◆ **文本段落**
· · · · ·
【翻译笔记】Linux内核项目往来邮件归档：回复：/proc文件

作者: DragonGlass | 来源:发表于2022-07-28 18:07 被阅读0次

1996年08月05日周一，Peter P. Eiserloh写道：
“我们需要清晰化线程的概念。好多人都把线程和进程混为一谈。接下来的讨论无关当前Linux，是更高维度的讨论。”

以下是Linus在次日(1996年08月06日)的回复：

并不是！

不用将线程、进程视为不同实体。传统意义上确实是把他们分开的，但我个人认为这是一个常见的错误、一个历史包袱。

线程和进程本质上都只是执行上下文，硬要将他们区分开，是自己给自己加限制的行为。

“执行上下文”(Context of Execution)，以下简称COE

一个COE，只是这个COE的所有状态的集合。这些状态包括CPU状态，比如寄存器，内存管理单元状态(内存页映射)，权限状态(UID GID)，以及一系列通讯状态(打开的文件，信号句柄等)。

传统意义上，线程和进程的区别主要是，一个线程有CPU状态(以及包括一些最小化状态)，而其他上下文都来自于进程。但这只是COE的一种区分方式，而且并没有谁说这是唯一正确的。把自己这样限制住，是愚蠢的。
· · · · ·
◆ **数据摘录**

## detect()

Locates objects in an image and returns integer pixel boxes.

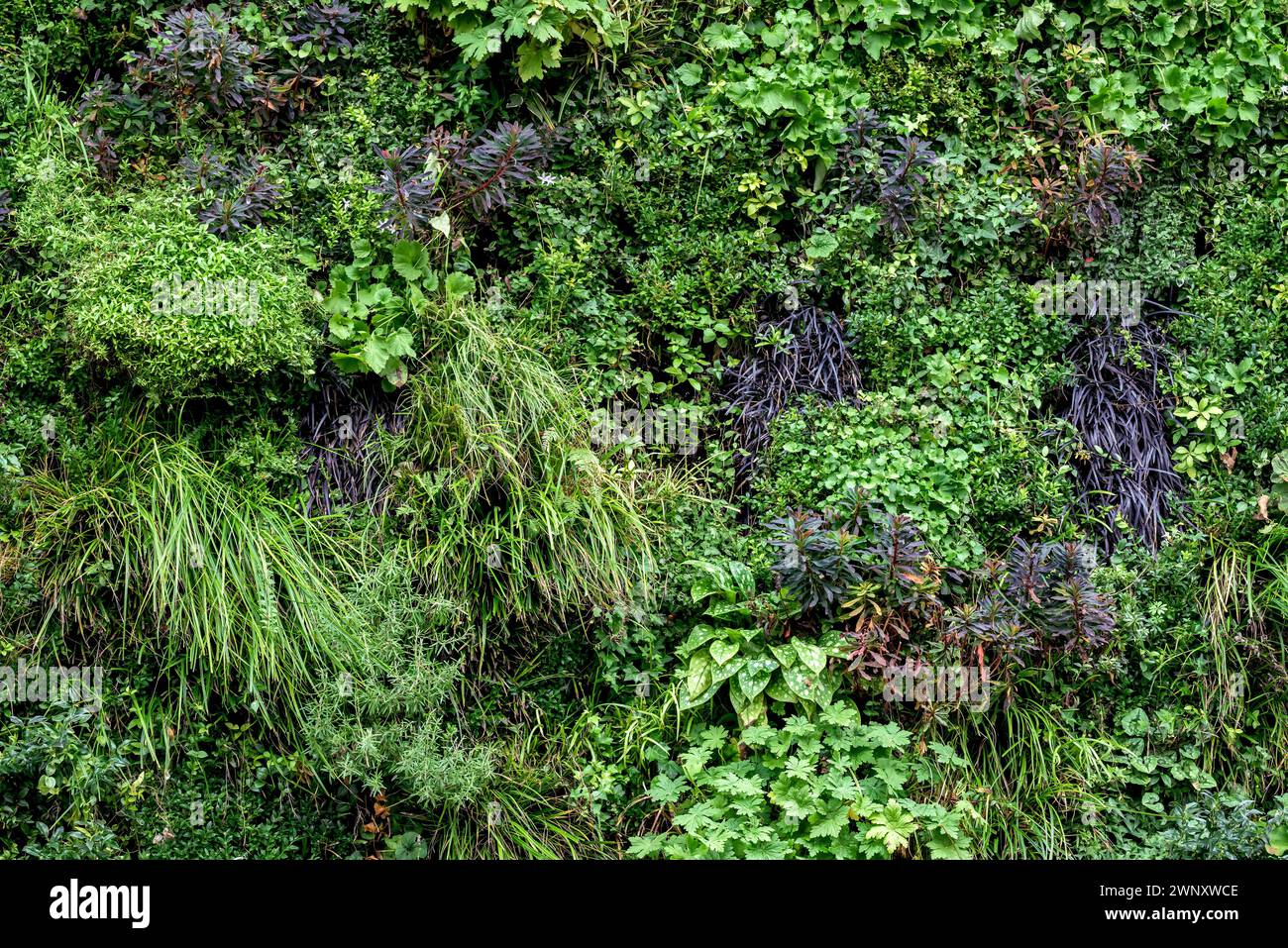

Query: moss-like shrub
· · · · ·
◆ **你的任务**
A: 根据这篇译文，Linus 是在哪一天发出回复的？
B: 请将这篇译文中以“传统意义上，线程和进程的区别主要是”开头的段落改写得更简短，保留其主要事实。
C: 这篇译文说一个COE包含哪几类状态？逐一列出。

◆ **各题答案**
A: 1996年08月06日。

B: 传统上，线程只拥有CPU状态及一些最小化状态，其余上下文都来自进程。但这只是区分COE的一种方式，并非唯一正确，这样限制自己是愚蠢的。

C:
- CPU状态，比如寄存器
- 内存管理单元状态（内存页映射）
- 权限状态（UID GID）
- 通讯状态（打开的文件、信号句柄等）